>> START Input for this task
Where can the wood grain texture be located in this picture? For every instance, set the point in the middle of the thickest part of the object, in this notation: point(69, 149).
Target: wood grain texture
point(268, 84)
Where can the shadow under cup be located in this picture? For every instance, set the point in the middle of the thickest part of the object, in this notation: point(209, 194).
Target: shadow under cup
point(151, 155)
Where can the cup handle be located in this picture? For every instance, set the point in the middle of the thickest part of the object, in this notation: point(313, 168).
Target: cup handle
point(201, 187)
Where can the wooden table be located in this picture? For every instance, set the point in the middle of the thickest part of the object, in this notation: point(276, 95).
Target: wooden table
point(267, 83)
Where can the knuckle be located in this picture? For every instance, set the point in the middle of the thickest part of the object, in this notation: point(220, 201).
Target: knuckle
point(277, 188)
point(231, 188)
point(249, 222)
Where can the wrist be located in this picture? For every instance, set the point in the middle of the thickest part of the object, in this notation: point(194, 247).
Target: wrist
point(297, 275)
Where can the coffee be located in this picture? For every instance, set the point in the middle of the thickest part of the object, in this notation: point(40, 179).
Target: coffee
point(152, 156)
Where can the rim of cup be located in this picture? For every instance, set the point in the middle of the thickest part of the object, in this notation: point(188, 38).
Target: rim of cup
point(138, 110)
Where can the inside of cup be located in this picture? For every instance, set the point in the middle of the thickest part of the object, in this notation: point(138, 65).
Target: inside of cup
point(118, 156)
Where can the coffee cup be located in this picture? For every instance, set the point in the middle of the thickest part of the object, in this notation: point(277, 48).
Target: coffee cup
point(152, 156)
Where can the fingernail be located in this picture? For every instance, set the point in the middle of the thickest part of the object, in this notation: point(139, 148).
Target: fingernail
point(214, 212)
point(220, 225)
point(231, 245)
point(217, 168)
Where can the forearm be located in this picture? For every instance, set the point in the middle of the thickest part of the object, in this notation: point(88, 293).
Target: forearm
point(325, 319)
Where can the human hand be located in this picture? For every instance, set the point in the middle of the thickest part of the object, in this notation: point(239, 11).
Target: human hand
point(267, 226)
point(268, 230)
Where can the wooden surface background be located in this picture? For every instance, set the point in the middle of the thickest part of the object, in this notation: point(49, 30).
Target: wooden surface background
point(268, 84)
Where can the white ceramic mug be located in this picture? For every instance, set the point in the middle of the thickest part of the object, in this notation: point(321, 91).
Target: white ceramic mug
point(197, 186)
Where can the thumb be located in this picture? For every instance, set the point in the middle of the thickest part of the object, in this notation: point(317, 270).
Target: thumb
>> END Input for this task
Rewrite every line of the entries from the line containing "Where can the fingernail" through the line containing "point(325, 319)". Offset each answer coordinate by adding 96 to both of its numbers, and leave all other numbers unchanged.

_Answer to this task_:
Where can the fingernail be located in this picture? For every instance, set the point in the middle of the thickest part of the object, in this notation: point(139, 148).
Target: fingernail
point(310, 308)
point(316, 321)
point(327, 341)
point(313, 264)
Where can the forearm be located in this picture? For every instance, set the point in the middle of the thickest part of the object, in this notation: point(88, 293).
Target: forearm
point(421, 415)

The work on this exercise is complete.